Exercise
Copy, in full, each line of the material that holds the word "skyline".

Information
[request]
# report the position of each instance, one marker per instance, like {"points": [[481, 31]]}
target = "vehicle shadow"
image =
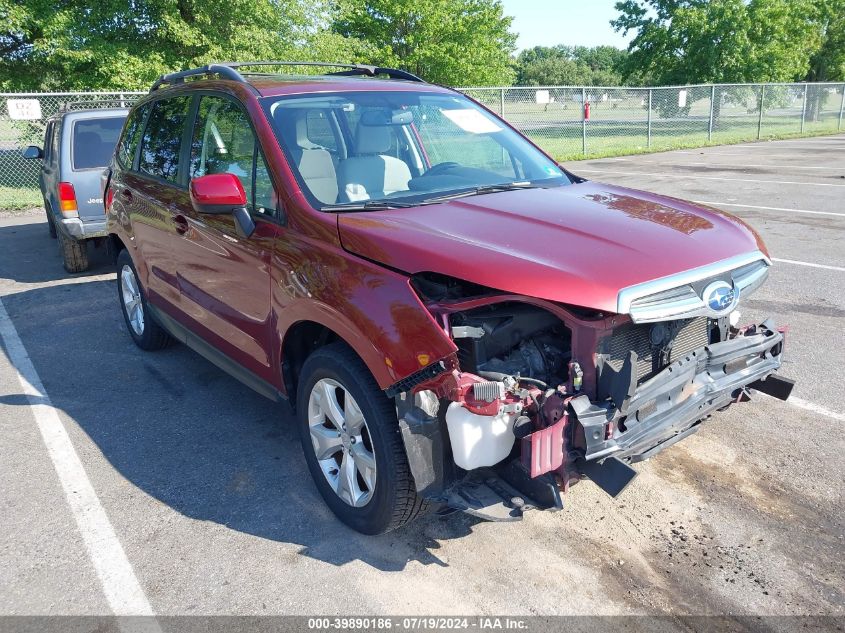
{"points": [[30, 255], [192, 437]]}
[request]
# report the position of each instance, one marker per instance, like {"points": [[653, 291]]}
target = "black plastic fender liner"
{"points": [[611, 475], [425, 449], [774, 385]]}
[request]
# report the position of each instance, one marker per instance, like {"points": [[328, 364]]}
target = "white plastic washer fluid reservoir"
{"points": [[479, 440]]}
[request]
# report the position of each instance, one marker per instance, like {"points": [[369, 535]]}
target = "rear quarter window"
{"points": [[131, 136], [93, 142], [162, 138]]}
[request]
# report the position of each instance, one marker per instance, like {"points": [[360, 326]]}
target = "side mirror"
{"points": [[222, 193], [33, 152]]}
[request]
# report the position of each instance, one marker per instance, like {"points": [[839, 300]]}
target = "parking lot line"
{"points": [[743, 165], [753, 206], [738, 153], [688, 177], [120, 585], [815, 408], [797, 263]]}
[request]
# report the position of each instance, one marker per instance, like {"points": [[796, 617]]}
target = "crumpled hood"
{"points": [[578, 244]]}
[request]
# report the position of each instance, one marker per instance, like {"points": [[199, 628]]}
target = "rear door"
{"points": [[91, 141], [223, 277], [155, 196], [48, 176]]}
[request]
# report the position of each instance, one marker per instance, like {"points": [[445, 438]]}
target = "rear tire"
{"points": [[74, 254], [145, 332], [383, 486]]}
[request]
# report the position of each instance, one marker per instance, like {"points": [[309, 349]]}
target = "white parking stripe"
{"points": [[815, 408], [797, 263], [688, 177], [752, 206], [788, 157], [120, 586], [836, 168]]}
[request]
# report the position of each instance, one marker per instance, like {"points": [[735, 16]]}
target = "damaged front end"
{"points": [[540, 396]]}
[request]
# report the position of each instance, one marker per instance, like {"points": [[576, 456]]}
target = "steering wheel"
{"points": [[439, 168]]}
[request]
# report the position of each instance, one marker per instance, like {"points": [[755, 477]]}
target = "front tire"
{"points": [[352, 443], [147, 334]]}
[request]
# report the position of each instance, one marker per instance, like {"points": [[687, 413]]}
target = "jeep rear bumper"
{"points": [[79, 229], [670, 405]]}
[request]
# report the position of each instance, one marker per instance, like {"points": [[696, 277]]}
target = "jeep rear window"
{"points": [[94, 141]]}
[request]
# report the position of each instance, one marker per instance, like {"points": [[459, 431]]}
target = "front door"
{"points": [[153, 192], [223, 277]]}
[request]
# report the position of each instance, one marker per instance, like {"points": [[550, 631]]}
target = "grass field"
{"points": [[618, 124]]}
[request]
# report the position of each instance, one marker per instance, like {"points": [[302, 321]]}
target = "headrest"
{"points": [[243, 141], [88, 139], [373, 139]]}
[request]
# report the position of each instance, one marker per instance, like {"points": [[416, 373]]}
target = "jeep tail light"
{"points": [[67, 200]]}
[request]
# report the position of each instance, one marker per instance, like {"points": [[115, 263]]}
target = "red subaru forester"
{"points": [[457, 321]]}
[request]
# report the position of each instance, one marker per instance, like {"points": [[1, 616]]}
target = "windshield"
{"points": [[355, 150], [94, 141]]}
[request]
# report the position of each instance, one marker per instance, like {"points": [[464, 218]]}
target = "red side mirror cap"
{"points": [[217, 193]]}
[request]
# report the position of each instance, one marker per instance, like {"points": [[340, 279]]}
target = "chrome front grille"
{"points": [[654, 352], [680, 296]]}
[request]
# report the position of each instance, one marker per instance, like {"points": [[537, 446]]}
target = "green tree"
{"points": [[570, 65], [454, 42], [828, 61], [703, 41], [119, 44]]}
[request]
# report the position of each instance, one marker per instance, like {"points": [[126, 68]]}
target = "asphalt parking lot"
{"points": [[203, 505]]}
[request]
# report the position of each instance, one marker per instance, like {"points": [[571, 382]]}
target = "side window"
{"points": [[162, 138], [318, 129], [131, 136], [223, 143], [265, 194]]}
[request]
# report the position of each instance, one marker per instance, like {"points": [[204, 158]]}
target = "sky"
{"points": [[572, 22]]}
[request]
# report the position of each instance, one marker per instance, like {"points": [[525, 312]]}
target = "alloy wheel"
{"points": [[131, 294], [341, 442]]}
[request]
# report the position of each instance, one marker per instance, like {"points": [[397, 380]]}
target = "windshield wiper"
{"points": [[370, 205], [478, 191]]}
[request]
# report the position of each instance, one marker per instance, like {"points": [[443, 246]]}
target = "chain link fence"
{"points": [[18, 176], [568, 122], [574, 122]]}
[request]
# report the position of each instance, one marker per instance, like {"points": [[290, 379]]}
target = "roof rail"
{"points": [[229, 70], [68, 106]]}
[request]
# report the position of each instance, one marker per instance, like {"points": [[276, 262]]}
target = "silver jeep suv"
{"points": [[78, 145]]}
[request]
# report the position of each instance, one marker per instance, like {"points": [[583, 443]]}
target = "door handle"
{"points": [[181, 223]]}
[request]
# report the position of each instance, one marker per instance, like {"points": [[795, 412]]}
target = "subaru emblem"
{"points": [[720, 297]]}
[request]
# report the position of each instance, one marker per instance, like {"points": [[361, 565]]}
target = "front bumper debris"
{"points": [[600, 439], [681, 395]]}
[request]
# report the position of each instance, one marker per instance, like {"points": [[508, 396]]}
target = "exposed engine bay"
{"points": [[540, 396]]}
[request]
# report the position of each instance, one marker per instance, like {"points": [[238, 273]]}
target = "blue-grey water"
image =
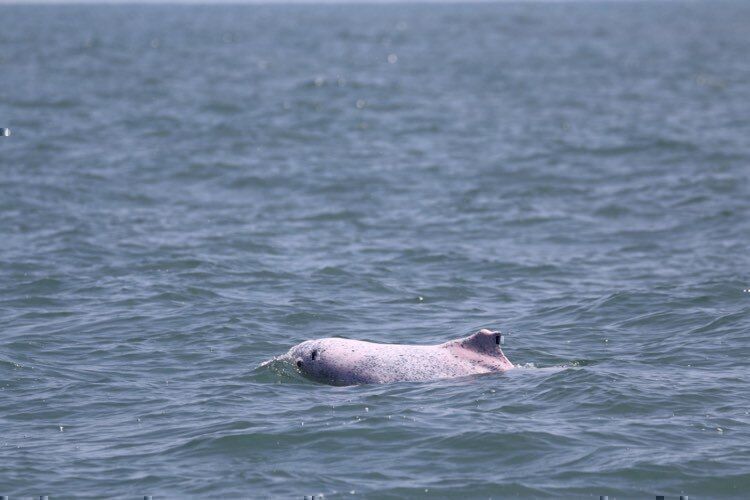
{"points": [[189, 191]]}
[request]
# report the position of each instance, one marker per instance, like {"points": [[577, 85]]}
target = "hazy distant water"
{"points": [[189, 191]]}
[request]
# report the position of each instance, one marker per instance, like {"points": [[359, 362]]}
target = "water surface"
{"points": [[189, 191]]}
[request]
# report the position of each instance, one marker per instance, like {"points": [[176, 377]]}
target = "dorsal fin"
{"points": [[484, 341]]}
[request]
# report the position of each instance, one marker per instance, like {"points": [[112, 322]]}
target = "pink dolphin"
{"points": [[348, 362]]}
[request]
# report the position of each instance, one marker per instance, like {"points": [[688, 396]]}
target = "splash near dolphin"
{"points": [[349, 362]]}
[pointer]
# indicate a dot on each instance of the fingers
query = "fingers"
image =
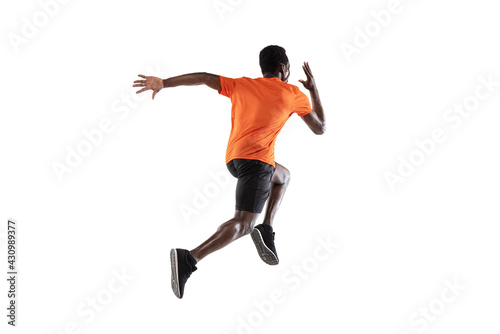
(307, 69)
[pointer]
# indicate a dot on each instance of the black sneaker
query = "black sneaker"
(263, 238)
(183, 264)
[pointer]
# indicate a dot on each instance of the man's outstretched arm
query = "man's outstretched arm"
(192, 79)
(315, 120)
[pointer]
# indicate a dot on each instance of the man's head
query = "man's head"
(274, 62)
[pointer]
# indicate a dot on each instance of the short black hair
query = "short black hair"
(271, 57)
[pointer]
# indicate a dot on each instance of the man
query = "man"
(260, 108)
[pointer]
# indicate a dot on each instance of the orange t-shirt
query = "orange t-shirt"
(260, 108)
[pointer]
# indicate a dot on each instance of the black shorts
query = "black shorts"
(254, 183)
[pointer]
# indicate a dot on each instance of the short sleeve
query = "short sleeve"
(227, 86)
(302, 106)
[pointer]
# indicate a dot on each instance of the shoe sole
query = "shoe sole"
(265, 253)
(175, 273)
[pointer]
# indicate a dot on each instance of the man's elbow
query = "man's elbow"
(320, 129)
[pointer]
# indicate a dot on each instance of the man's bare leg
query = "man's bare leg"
(242, 224)
(279, 183)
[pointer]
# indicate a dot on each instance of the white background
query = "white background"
(120, 208)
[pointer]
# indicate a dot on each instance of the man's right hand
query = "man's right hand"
(153, 83)
(309, 84)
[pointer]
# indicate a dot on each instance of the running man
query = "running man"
(260, 109)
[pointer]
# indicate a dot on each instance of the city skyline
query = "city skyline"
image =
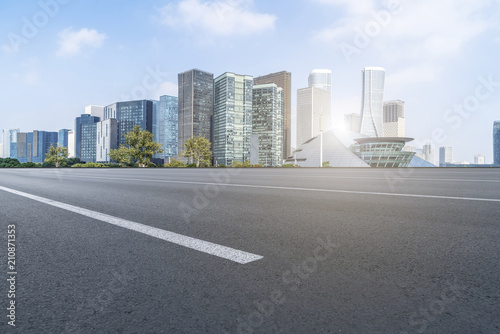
(83, 56)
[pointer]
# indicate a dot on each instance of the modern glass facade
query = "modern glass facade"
(63, 138)
(85, 137)
(232, 118)
(372, 102)
(383, 152)
(195, 105)
(267, 123)
(496, 143)
(282, 79)
(165, 125)
(33, 146)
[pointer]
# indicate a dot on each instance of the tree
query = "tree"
(139, 150)
(56, 155)
(198, 149)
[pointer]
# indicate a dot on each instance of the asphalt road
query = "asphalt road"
(326, 250)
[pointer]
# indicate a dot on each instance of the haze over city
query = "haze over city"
(99, 53)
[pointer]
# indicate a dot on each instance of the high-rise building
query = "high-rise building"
(232, 122)
(445, 155)
(351, 122)
(165, 125)
(97, 111)
(282, 79)
(496, 143)
(63, 138)
(372, 102)
(321, 78)
(129, 114)
(33, 146)
(106, 139)
(71, 144)
(85, 137)
(267, 123)
(10, 142)
(479, 159)
(196, 105)
(394, 119)
(313, 113)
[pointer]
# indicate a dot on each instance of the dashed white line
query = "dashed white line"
(178, 239)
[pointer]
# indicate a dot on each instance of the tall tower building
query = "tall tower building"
(267, 123)
(232, 118)
(372, 101)
(496, 143)
(313, 113)
(394, 118)
(282, 79)
(196, 105)
(322, 79)
(445, 155)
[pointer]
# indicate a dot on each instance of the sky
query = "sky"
(441, 57)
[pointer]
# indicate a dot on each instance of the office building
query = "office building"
(71, 144)
(445, 155)
(313, 113)
(479, 159)
(195, 106)
(96, 111)
(10, 142)
(129, 114)
(352, 121)
(232, 121)
(63, 138)
(267, 123)
(393, 119)
(373, 80)
(282, 79)
(496, 143)
(33, 146)
(106, 139)
(85, 137)
(165, 125)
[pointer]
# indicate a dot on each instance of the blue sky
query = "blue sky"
(441, 58)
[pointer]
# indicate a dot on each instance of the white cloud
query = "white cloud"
(73, 42)
(218, 18)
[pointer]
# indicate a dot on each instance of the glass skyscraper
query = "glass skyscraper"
(195, 106)
(372, 102)
(85, 137)
(267, 123)
(232, 118)
(165, 127)
(496, 143)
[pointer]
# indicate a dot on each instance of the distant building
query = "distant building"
(282, 79)
(496, 143)
(372, 102)
(445, 155)
(267, 123)
(352, 121)
(10, 142)
(106, 139)
(97, 111)
(479, 159)
(33, 146)
(85, 137)
(232, 122)
(165, 125)
(196, 106)
(394, 119)
(63, 138)
(313, 113)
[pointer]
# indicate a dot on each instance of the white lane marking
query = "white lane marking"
(178, 239)
(295, 188)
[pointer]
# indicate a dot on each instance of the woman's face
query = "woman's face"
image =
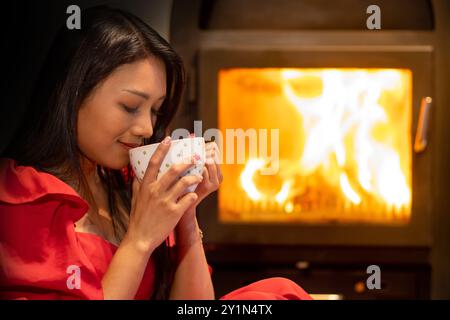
(122, 109)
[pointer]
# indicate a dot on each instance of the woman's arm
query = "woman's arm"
(192, 279)
(124, 275)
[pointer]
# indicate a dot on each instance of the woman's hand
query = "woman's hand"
(212, 178)
(212, 175)
(158, 205)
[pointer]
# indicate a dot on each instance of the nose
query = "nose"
(143, 126)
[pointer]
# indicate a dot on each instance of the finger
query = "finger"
(212, 171)
(186, 201)
(219, 173)
(179, 188)
(156, 160)
(205, 174)
(168, 178)
(135, 190)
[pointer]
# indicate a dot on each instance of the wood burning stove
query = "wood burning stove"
(351, 108)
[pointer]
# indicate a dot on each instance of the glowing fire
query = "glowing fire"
(344, 143)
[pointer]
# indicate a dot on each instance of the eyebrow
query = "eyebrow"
(141, 94)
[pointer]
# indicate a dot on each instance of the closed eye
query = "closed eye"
(157, 113)
(129, 109)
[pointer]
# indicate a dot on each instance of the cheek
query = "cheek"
(98, 131)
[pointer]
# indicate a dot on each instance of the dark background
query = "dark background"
(29, 28)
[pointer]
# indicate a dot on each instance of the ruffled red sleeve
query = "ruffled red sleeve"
(40, 255)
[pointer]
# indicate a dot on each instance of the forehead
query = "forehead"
(147, 75)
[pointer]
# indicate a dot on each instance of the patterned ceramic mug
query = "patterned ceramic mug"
(180, 151)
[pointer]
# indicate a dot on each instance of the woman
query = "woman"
(74, 223)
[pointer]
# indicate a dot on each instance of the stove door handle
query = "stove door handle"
(420, 142)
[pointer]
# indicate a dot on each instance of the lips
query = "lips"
(130, 145)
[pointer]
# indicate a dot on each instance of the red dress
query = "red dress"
(40, 249)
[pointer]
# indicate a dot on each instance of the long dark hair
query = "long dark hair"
(78, 61)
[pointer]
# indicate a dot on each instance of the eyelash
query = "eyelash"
(134, 110)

Answer box
# indicate a dot on each instance of the city skyline
query = "city skyline"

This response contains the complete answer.